##### TEXT FOR ANALYSIS

On November 4, 2024, the Miami Jewish Film Festival screened June Zero, an Israeli American film about the 1962 Israeli execution of Nazi official Adolf Eichmann. Miami Beach Mayor Steve Meiner opened the showing with remarks about the threat of antisemitism.
In the speech, Meiner glorified Miami Beach as the best place in the entire world for Jews to live. The audience began to grumble, and he nervously corrected himself, “except for Israel!”
The film he introduced portrayed an Israel that was not exactly ideal to some of its Jewish citizens. Its opening scenes exhibited Libyan Jews facing discrimination and difficulty assimilating into Israeli society. The recent Miami Beach shooting should make these contradictions at the center of the Jewish state more obvious.

##########

EXERCISE TASKS:
- 1) Render this sentence from the article on the June Zero screening in Spanish: "The film he introduced portrayed an Israel that was not exactly ideal to some of its Jewish citizens."
- 2) Please resume the article on the June Zero screening, writing on from its last sentence.

##### INFORMATION SHOWN

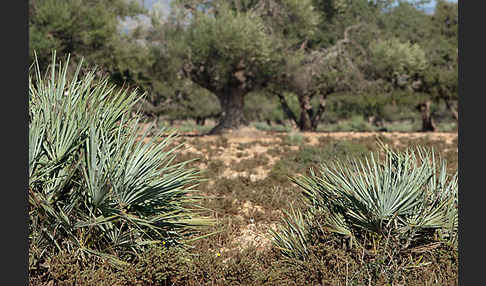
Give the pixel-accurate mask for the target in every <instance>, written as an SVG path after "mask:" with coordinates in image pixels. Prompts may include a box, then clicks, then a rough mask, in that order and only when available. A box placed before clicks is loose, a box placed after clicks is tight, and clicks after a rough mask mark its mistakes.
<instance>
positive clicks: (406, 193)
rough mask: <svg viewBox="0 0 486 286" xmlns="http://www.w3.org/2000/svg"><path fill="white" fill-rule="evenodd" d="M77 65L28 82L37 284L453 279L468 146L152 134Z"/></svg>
mask: <svg viewBox="0 0 486 286" xmlns="http://www.w3.org/2000/svg"><path fill="white" fill-rule="evenodd" d="M67 64H68V63H67V62H66V63H64V64H62V63H57V62H56V59H55V58H53V60H52V65H51V69H50V72H49V73H47V74H46V75H45V76H44V75H41V73H40V72H39V70H38V69H37V68H36V67H35V66H34V67H33V69H32V70H31V75H30V77H29V91H30V92H29V96H30V108H29V186H28V193H29V280H30V284H31V285H309V284H311V285H396V284H405V285H424V284H425V283H427V285H429V284H430V285H457V264H458V252H457V226H458V216H457V214H458V210H457V161H458V160H457V140H452V141H451V142H445V141H436V140H432V139H431V138H429V137H426V136H422V137H420V138H417V139H414V138H410V137H402V139H400V140H398V141H396V140H395V141H394V140H391V139H389V137H386V136H384V135H380V136H379V137H378V138H379V140H376V138H374V137H360V138H354V139H350V138H342V139H334V138H333V137H331V136H327V135H326V134H324V135H322V134H321V136H318V138H311V137H310V136H308V134H307V135H306V134H305V133H289V134H285V133H283V134H282V133H277V134H275V133H274V132H272V131H267V132H261V133H260V135H261V136H262V138H259V137H258V138H255V140H253V141H242V142H238V141H236V140H234V138H232V137H231V136H216V137H215V138H209V139H208V138H206V137H202V136H201V137H198V136H195V137H181V136H177V134H176V132H175V131H174V130H170V129H165V128H163V129H161V130H160V131H158V132H157V133H156V134H155V135H154V136H149V135H148V134H149V132H151V131H150V130H148V131H146V132H145V133H144V130H147V129H143V128H142V127H141V126H140V124H139V123H140V115H139V114H138V113H137V114H135V115H132V114H130V112H131V110H132V109H131V107H132V106H134V105H135V104H136V102H137V100H138V98H139V97H140V95H139V94H138V93H137V92H136V91H133V92H132V91H128V90H123V89H117V88H116V87H114V86H111V85H110V84H109V83H108V81H107V80H106V79H101V80H99V79H96V77H95V71H94V70H93V71H90V72H87V73H85V72H82V71H81V68H78V71H77V72H76V73H75V74H74V76H72V77H70V76H67V72H66V67H67ZM263 137H264V138H263ZM245 138H246V139H247V137H245ZM206 139H208V140H206ZM246 139H245V140H246ZM261 139H265V140H261ZM311 139H314V140H311ZM270 140H272V141H270ZM377 142H378V143H377ZM392 145H394V146H395V147H393V148H392V147H388V146H392ZM184 146H189V147H193V148H183V147H184ZM421 146H428V148H424V147H421ZM432 148H433V149H432ZM228 150H233V151H234V153H235V154H233V155H234V156H233V155H231V156H229V157H227V156H228V152H227V151H228ZM233 151H232V152H233ZM225 156H226V157H225ZM257 170H264V171H265V173H264V174H263V175H261V174H260V176H259V177H258V176H257V177H255V175H256V174H257V173H258V172H257ZM228 172H230V174H233V173H235V172H236V173H238V175H237V176H229V175H228Z"/></svg>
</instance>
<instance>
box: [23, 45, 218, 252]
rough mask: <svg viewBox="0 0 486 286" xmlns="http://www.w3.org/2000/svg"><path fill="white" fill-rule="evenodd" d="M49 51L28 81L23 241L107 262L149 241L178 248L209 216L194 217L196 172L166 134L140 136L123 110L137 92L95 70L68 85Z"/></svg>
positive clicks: (137, 98)
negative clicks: (27, 106) (26, 168)
mask: <svg viewBox="0 0 486 286" xmlns="http://www.w3.org/2000/svg"><path fill="white" fill-rule="evenodd" d="M68 64H69V58H68V59H67V61H66V62H65V63H64V64H62V63H59V64H58V63H57V62H56V58H55V54H54V55H53V61H52V65H51V69H50V73H49V74H47V75H46V76H47V78H43V77H42V76H41V73H40V71H39V67H38V65H34V71H33V73H31V75H30V76H29V100H30V106H29V116H30V122H29V139H30V141H29V176H30V180H29V203H30V235H29V237H30V238H31V242H35V243H36V247H37V248H38V249H44V250H42V251H40V252H41V253H45V252H46V251H47V249H52V246H55V247H57V248H58V249H62V248H67V249H71V250H73V251H77V252H80V251H81V253H84V254H96V255H101V256H106V257H111V258H112V260H118V259H116V257H117V256H119V255H122V254H124V253H137V252H138V251H140V250H141V249H143V248H144V247H145V245H148V244H154V243H159V242H161V240H167V241H169V242H173V243H181V242H184V238H185V236H186V235H188V234H191V233H193V232H194V231H196V230H197V228H198V227H199V226H203V225H208V224H210V222H211V221H210V220H207V219H205V218H204V217H201V216H199V213H198V211H199V210H200V209H199V208H198V207H197V197H196V196H190V194H191V193H192V192H195V191H196V190H195V186H197V183H198V182H199V171H198V170H195V169H190V168H187V166H186V163H187V162H184V163H179V164H174V163H173V160H174V158H175V156H176V154H177V152H178V151H179V150H180V148H181V146H182V145H178V146H176V147H172V145H173V143H174V137H175V136H176V133H175V131H170V130H161V131H160V133H159V134H157V136H155V137H154V138H148V137H147V134H143V135H142V136H140V135H139V134H140V128H139V125H138V119H139V116H138V115H136V116H135V118H130V113H131V112H132V108H133V106H134V105H135V103H136V101H137V100H138V98H139V97H140V95H139V94H138V93H137V92H136V91H133V92H128V91H127V90H124V89H119V90H117V89H116V87H115V86H113V85H111V84H109V82H108V79H106V78H105V79H101V80H99V79H96V77H95V71H94V70H92V71H89V72H87V73H86V74H84V75H81V73H80V71H81V64H80V65H79V66H78V68H77V70H76V72H75V74H74V76H73V78H72V79H68V75H67V67H68Z"/></svg>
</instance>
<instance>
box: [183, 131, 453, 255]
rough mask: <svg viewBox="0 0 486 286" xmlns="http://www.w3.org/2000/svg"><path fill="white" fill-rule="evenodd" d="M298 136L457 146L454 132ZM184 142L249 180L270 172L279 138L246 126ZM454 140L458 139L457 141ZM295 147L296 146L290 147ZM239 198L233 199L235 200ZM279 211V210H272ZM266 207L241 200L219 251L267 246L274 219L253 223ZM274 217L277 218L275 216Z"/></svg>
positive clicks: (231, 250)
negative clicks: (227, 233)
mask: <svg viewBox="0 0 486 286" xmlns="http://www.w3.org/2000/svg"><path fill="white" fill-rule="evenodd" d="M299 134H300V135H302V136H304V137H306V138H307V140H306V141H307V143H306V144H309V145H314V146H315V145H319V139H320V138H321V137H328V138H330V139H343V140H350V139H360V138H369V137H372V138H373V137H376V138H379V137H382V138H383V137H384V138H387V139H389V140H391V142H392V144H393V145H395V146H400V145H404V144H406V143H404V142H407V141H409V140H415V139H428V140H436V141H442V142H445V143H446V144H447V145H450V150H454V149H457V145H455V142H454V140H456V139H457V133H440V132H434V133H420V132H416V133H399V132H386V133H382V132H334V133H315V132H301V133H299ZM183 138H184V141H185V143H186V146H187V148H186V150H185V152H192V153H195V154H197V155H198V156H200V157H201V158H205V159H207V160H220V161H222V162H223V164H224V167H225V168H224V171H223V172H221V174H220V177H219V178H221V177H225V178H235V177H238V176H245V177H248V176H249V177H250V179H251V180H252V181H257V180H262V179H264V178H265V177H266V176H267V175H268V173H269V172H270V170H271V168H272V165H273V164H275V162H277V161H278V160H279V159H280V158H278V157H273V156H270V155H269V154H268V153H267V151H268V150H269V149H271V148H275V146H276V145H280V143H281V141H282V140H281V138H280V137H279V136H276V135H275V134H272V133H270V132H263V131H259V130H257V129H255V128H252V127H245V128H242V129H240V130H238V131H233V132H230V133H228V134H224V135H207V136H194V137H184V136H183ZM222 139H223V140H225V141H226V143H225V144H224V146H218V145H217V144H216V143H217V142H218V140H222ZM402 141H403V142H402ZM198 142H202V143H205V144H207V143H213V142H214V143H215V145H211V144H207V146H208V147H206V148H209V149H211V151H213V152H211V154H209V152H207V151H208V150H209V149H198V148H197V146H196V145H195V144H198ZM456 142H457V141H456ZM291 147H294V149H295V148H298V146H291ZM262 155H264V156H266V157H267V158H268V161H267V163H266V164H264V165H259V166H257V167H255V168H253V169H252V170H244V171H235V170H234V169H233V168H232V167H233V166H234V165H235V164H238V163H239V162H241V161H242V160H245V159H251V158H256V157H257V156H262ZM199 167H200V168H202V169H204V168H206V167H207V166H206V165H205V164H204V163H201V164H200V166H199ZM208 179H209V180H210V181H209V182H210V183H211V181H212V182H213V183H214V180H217V179H218V178H208ZM237 202H238V200H237V199H236V198H235V199H234V203H237ZM274 211H280V210H274ZM264 213H265V210H264V209H263V207H261V206H258V205H255V204H253V203H251V202H250V201H244V202H243V203H242V204H241V207H240V208H239V210H238V214H236V215H235V219H236V220H239V221H244V222H245V223H243V224H241V225H240V227H239V231H238V232H237V234H236V235H235V236H234V237H233V239H232V240H231V241H230V242H229V243H228V244H227V245H225V246H224V247H222V248H220V249H219V251H220V252H221V253H223V252H229V251H235V250H239V251H241V250H243V249H245V248H248V247H249V246H250V245H253V246H255V247H256V249H257V250H260V251H261V250H264V249H267V248H268V247H270V245H271V241H270V238H269V235H268V230H269V229H274V230H275V229H276V228H277V222H273V221H266V222H255V221H254V220H253V217H254V216H256V215H258V214H260V215H261V214H264ZM276 217H280V215H279V216H276Z"/></svg>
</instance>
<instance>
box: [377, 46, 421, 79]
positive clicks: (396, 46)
mask: <svg viewBox="0 0 486 286" xmlns="http://www.w3.org/2000/svg"><path fill="white" fill-rule="evenodd" d="M370 49H371V51H372V53H373V56H372V65H373V66H375V69H376V70H375V71H376V73H377V74H380V75H381V77H382V78H387V79H389V80H390V81H393V82H396V83H397V84H398V85H400V84H401V82H400V79H399V77H403V76H404V75H405V76H407V77H411V78H413V77H416V76H417V75H418V74H420V73H422V72H423V71H424V70H425V69H426V67H427V59H426V54H425V52H424V51H423V49H422V48H421V47H420V46H419V45H418V44H411V43H410V42H401V41H400V40H398V39H396V38H390V39H386V40H376V41H374V42H372V43H371V47H370Z"/></svg>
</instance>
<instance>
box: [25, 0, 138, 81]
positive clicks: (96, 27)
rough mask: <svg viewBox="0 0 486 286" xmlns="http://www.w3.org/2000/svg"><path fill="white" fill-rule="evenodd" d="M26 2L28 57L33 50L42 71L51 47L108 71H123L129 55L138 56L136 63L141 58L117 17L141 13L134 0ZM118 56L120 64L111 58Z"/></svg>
mask: <svg viewBox="0 0 486 286" xmlns="http://www.w3.org/2000/svg"><path fill="white" fill-rule="evenodd" d="M29 4H30V17H29V55H30V61H31V63H32V62H34V51H36V52H37V55H38V63H39V65H40V68H41V70H42V71H44V70H45V69H46V68H47V66H48V65H49V63H50V55H51V53H52V50H56V51H57V53H58V54H59V55H60V56H66V55H67V54H71V55H72V57H73V59H72V60H74V61H80V60H81V58H82V57H84V58H85V60H86V61H87V62H88V63H89V64H91V65H94V64H97V65H99V66H101V67H103V68H104V69H106V70H108V71H116V70H119V71H120V72H124V69H123V65H126V63H124V61H126V60H127V59H129V58H138V60H137V61H138V62H137V64H138V65H140V64H141V63H142V62H143V55H142V53H141V52H142V50H143V49H139V50H137V51H136V53H134V51H135V49H132V48H131V46H133V43H130V41H128V40H127V39H126V38H124V37H123V36H122V34H121V32H120V29H119V23H120V20H121V19H124V18H125V17H134V16H137V15H141V14H144V13H145V11H144V9H143V8H142V7H140V6H139V5H138V4H137V3H136V1H124V0H116V1H112V0H109V1H108V0H103V1H97V0H96V1H94V0H36V1H34V0H29ZM118 57H120V60H121V62H119V63H120V64H121V65H122V66H117V63H115V62H114V61H116V60H117V59H118Z"/></svg>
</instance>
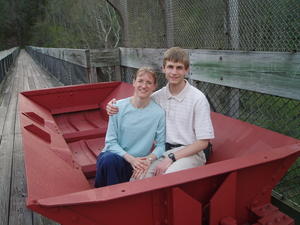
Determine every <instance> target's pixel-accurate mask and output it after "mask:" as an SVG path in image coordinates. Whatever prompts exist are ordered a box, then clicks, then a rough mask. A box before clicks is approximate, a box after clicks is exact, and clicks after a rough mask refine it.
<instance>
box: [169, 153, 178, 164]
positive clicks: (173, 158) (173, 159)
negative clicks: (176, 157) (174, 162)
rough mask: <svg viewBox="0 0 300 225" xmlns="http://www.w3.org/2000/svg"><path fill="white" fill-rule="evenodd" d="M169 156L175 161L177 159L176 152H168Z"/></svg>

##########

EXPECTED RESPONSES:
- 1) La película que presentó retrataba un Israel que no era precisamente ideal para algunos de sus ciudadanos judíos.

- 2)
Police alleged that on February 15, 2025, Jewish resident Mordechai Brafman shot two men, father and son Yaron and Ari Rabi. Brafman was driving south on Pine Tree Drive, minutes away from the heart of Miami Beach’s Jewish community at 41st Street. The police report stated that Brafman, unprovoked, made a U-turn before exiting his car and firing 17 times at the victims’ vehicle. According to police, in the interview room Brafman “stated that while he was driving his truck, he saw two Palestinians and shot and killed both.” In actuality, Brafman seriously injured the two men who were in fact Israeli Jewish tourists. Police claim Brafman and his victims did not know each other.
Given his alleged statement to police, the Florida chapter of the Council of Islamic-American Relations (CAIR) called for Brafman to be charged with federal hate crime charges. On February 24, Miami-Dade County prosecutors added a hate crime enhancement to Brafman’s charges. Brafman’s arraignment will take place on March 10.
You might find it hard to believe that a Jewish vigilante shot two Israeli Jews he believed were Palestinian. But to Israelis, headlines of Zionists targeting Palestinians but mistakenly attacking Jews are quite familiar. The February 15 shooting is traceable to a longer history of systemic anti-Arab racism in Israel.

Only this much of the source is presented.